▶ [Set problem 1]
Reproduce the entries word for word, from the line containing "In the photo above, where can the ribbed" through the line containing "column 77, row 47", including both of those lines.
___ Extract
I'm working on permission to put a picture of her dam on here as well.

I WILL DELETE THESE PICTURES AFTER A BIT AS I DO NOT OWN THESE GOATS ANYMORE, BUT I DO OWN THE PICTURES.

Ok, so here's the Grand-dam:


----------



## Cedar Point Kikos (Oct 16, 2013)

And here's her Aunt...


----------



## Cedar Point Kikos (Oct 16, 2013)

And here's the Grand-dad was bred to the black & white doe. Which made April, Anja's dam.


----------



## ksalvagno (Oct 6, 2009)

I'm seeing steep rumps. Not bad looking goats.


----------



## Cedar Point Kikos (Oct 16, 2013)

Not sure if I clearly explained who's related to who....so here:

Black & White doe: the head of the whole family. Called 'the grandma'
Tan & White doe: The grandma's daughter. Her sire is a PB Alpine. Called 'the mom'.
The buck: Called 'bucko'. The mom's son. His sire is a Boer. 
April: Sire is Bucko. Dam is The Grandma.
Anja: Sire is Mocca. Dam is April.


Hope that's a bit clearer!

I'll get the in/line breeding % in a bit....


----------



## Cedar Point Kikos (Oct 16, 2013)
______
___ Material to process
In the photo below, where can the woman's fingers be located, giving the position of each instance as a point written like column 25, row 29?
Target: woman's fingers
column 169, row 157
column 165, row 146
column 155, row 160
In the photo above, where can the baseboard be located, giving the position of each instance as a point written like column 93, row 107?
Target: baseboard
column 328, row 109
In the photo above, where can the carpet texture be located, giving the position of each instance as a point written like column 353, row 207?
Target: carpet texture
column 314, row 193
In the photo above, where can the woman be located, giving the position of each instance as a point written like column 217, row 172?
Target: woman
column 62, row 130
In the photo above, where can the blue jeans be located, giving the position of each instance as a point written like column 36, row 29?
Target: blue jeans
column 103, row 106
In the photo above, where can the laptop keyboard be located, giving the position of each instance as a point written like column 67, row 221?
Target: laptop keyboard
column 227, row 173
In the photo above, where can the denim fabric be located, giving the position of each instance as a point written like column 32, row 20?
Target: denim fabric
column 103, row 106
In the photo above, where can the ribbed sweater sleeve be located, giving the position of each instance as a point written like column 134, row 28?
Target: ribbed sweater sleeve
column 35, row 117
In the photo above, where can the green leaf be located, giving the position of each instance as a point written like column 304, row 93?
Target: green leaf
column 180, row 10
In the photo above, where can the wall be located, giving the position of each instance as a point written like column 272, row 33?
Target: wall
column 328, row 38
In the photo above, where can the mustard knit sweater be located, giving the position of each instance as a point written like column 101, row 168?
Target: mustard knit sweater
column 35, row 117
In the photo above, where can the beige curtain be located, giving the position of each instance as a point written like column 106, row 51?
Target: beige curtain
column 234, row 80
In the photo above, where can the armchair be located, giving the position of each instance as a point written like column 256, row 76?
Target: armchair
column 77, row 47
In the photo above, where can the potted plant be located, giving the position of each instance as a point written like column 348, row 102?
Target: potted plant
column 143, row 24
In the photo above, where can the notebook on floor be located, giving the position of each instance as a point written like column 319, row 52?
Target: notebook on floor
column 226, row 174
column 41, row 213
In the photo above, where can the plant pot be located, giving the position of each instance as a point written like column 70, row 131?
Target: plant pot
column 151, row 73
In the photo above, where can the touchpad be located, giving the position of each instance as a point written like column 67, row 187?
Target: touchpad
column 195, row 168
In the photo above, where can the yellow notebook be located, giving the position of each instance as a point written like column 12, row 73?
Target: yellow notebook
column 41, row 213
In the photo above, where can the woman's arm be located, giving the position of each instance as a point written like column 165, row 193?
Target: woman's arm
______
▶ [Set problem 2]
In the goat forum thread, rewrite the stretch from "Black & White doe: the" through "Dam is April." with "PB Alpine" changed to "PB Saanen".

▶ [Task answer 1]
In the photo above, where can the ribbed sweater sleeve be located, giving the position of each instance as a point written like column 134, row 28?
Target: ribbed sweater sleeve
column 35, row 117
In the photo above, where can the green leaf be located, giving the position of each instance as a point written like column 304, row 93?
Target: green leaf
column 180, row 10
In the photo above, where can the wall be located, giving the position of each instance as a point written like column 272, row 33?
Target: wall
column 328, row 38
In the photo above, where can the mustard knit sweater be located, giving the position of each instance as a point written like column 101, row 168?
Target: mustard knit sweater
column 35, row 117
In the photo above, where can the beige curtain be located, giving the position of each instance as a point written like column 106, row 51?
Target: beige curtain
column 234, row 80
In the photo above, where can the armchair be located, giving the position of each instance as a point written like column 256, row 76?
Target: armchair
column 77, row 47

▶ [Task answer 2]
Black & White doe: the head of the whole family. Called 'the grandma'
Tan & White doe: The grandma's daughter. Her sire is a PB Saanen. Called 'the mom'.
The buck: Called 'bucko'. The mom's son. His sire is a Boer. 
April: Sire is Bucko. Dam is The Grandma.
Anja: Sire is Mocca. Dam is April.